WHAT YOU SHOULD DO - Emit a verbatim copy of the lines running from the line with "Mark one point on every instance of the awning" through the end of the material below.

[Stored items]
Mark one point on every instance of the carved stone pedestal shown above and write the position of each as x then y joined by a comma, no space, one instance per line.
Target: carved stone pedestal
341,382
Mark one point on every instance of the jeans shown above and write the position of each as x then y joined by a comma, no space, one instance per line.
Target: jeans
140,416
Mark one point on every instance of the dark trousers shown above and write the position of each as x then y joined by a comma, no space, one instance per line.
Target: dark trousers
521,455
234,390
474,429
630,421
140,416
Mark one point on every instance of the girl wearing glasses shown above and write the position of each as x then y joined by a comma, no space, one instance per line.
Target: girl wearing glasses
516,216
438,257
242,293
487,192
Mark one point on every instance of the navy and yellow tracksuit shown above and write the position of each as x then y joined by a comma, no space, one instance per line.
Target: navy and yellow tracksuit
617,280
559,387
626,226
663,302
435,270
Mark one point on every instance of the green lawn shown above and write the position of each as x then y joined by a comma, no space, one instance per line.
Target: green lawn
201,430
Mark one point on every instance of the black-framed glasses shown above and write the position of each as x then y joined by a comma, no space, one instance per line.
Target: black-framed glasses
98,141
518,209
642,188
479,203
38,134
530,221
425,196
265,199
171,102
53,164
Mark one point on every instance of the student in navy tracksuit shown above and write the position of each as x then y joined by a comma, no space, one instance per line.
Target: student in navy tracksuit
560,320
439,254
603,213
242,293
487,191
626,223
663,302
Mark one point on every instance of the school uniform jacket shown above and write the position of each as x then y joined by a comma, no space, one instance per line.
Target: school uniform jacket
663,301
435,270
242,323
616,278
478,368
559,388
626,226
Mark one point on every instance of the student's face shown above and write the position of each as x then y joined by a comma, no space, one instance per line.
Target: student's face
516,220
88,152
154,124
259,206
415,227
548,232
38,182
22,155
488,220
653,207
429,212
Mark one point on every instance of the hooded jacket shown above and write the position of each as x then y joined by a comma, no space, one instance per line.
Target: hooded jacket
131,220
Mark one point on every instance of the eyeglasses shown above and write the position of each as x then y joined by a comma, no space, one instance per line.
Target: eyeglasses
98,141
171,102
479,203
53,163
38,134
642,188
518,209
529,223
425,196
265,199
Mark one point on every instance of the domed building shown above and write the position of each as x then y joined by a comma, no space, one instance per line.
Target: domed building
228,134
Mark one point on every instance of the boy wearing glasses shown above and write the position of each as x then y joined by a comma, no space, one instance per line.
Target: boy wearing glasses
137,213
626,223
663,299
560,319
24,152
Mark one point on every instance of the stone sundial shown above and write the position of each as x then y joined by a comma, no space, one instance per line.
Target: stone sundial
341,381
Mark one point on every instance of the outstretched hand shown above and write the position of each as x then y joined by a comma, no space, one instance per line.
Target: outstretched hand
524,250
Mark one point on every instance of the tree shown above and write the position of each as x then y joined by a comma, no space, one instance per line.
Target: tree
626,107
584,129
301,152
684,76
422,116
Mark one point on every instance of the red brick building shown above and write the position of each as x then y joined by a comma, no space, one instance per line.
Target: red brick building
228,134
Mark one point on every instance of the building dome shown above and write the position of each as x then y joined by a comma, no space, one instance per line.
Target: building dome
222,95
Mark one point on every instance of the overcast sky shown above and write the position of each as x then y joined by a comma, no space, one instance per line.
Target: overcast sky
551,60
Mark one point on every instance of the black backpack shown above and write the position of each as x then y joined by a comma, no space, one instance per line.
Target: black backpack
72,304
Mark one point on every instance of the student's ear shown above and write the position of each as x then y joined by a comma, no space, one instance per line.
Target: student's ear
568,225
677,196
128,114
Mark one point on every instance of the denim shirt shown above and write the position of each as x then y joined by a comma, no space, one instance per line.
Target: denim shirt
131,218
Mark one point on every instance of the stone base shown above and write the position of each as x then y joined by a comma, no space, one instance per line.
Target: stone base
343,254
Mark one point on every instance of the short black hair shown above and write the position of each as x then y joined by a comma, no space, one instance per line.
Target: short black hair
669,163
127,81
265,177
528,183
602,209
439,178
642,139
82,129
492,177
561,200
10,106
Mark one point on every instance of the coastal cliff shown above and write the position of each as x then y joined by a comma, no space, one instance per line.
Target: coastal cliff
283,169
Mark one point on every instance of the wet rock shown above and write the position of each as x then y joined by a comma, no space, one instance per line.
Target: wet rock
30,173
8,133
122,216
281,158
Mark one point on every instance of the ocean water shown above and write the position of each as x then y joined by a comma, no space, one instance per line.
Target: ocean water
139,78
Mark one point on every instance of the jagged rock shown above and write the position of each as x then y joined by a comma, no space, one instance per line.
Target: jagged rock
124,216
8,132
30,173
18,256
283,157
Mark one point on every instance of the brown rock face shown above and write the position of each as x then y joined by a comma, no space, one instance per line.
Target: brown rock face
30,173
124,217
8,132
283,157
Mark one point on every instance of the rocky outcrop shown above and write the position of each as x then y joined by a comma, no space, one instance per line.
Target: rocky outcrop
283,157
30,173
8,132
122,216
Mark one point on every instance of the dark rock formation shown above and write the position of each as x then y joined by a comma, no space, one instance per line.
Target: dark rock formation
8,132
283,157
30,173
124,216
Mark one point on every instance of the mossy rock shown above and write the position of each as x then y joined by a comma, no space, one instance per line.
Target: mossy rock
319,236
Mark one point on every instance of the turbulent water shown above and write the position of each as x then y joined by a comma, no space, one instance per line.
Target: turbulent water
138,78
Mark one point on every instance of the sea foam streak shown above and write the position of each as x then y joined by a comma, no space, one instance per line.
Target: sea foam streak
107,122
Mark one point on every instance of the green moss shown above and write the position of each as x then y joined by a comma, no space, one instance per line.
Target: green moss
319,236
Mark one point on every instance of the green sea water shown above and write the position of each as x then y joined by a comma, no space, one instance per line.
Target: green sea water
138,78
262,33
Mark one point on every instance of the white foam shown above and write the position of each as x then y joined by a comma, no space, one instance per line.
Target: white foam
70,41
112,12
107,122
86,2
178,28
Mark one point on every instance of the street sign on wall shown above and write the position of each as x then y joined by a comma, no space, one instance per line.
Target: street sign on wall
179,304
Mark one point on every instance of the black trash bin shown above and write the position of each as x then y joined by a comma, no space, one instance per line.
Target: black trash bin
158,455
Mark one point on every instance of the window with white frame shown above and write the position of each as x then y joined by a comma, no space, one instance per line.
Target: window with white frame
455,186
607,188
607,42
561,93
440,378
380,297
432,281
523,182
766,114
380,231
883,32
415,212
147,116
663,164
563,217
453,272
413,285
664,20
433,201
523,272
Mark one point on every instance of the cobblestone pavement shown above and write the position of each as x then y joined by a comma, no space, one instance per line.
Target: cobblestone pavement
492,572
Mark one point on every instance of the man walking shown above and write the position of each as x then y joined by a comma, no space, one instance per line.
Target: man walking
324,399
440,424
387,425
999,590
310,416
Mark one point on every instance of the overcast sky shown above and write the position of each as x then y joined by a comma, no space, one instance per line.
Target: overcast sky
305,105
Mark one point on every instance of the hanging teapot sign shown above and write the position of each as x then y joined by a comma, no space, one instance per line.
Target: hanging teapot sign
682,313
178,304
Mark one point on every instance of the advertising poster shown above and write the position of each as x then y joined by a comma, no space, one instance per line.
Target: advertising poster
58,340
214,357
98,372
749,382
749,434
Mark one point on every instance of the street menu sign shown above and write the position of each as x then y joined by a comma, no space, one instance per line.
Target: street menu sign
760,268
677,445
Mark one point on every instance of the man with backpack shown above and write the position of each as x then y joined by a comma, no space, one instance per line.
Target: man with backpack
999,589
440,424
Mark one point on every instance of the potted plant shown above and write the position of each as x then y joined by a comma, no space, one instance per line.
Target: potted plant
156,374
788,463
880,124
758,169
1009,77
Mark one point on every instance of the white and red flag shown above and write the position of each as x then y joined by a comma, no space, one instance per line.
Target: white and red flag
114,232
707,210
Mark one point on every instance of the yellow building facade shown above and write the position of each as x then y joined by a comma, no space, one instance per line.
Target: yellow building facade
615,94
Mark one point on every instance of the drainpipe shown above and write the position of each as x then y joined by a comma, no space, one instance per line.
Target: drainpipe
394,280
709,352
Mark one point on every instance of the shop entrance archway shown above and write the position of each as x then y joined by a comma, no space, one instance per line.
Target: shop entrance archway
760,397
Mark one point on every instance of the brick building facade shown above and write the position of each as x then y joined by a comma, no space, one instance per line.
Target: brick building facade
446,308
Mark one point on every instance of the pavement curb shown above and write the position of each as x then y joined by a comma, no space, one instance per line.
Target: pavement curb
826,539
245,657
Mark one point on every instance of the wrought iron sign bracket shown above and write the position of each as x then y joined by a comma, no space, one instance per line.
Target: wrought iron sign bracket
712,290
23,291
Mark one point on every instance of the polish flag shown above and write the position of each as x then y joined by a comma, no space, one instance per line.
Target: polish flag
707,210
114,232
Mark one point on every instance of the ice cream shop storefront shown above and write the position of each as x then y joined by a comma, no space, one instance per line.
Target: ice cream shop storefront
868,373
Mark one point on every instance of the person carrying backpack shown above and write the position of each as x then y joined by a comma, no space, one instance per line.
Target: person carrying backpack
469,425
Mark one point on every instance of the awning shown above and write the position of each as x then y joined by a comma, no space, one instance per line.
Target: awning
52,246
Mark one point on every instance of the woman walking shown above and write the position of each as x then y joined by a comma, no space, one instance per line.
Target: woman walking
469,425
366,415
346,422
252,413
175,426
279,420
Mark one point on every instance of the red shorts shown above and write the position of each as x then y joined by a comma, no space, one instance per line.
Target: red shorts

SOLUTION TO THIS TASK -
Mark one point on every instance of the awning shown above and write the position of each as x then y joined by a comma, no space, one instance per line.
Target: awning
52,246
Mark one point on every instance of the woman walking shown above and write the position of each as x then y joined by a comma, no space, one instance per line.
Target: woman walking
469,425
366,415
346,422
252,413
175,426
279,420
Mark one point on every instance of the red shorts shown above and write the position of each as x then y joined by a comma, no space, one instance per line.
Target: red shorts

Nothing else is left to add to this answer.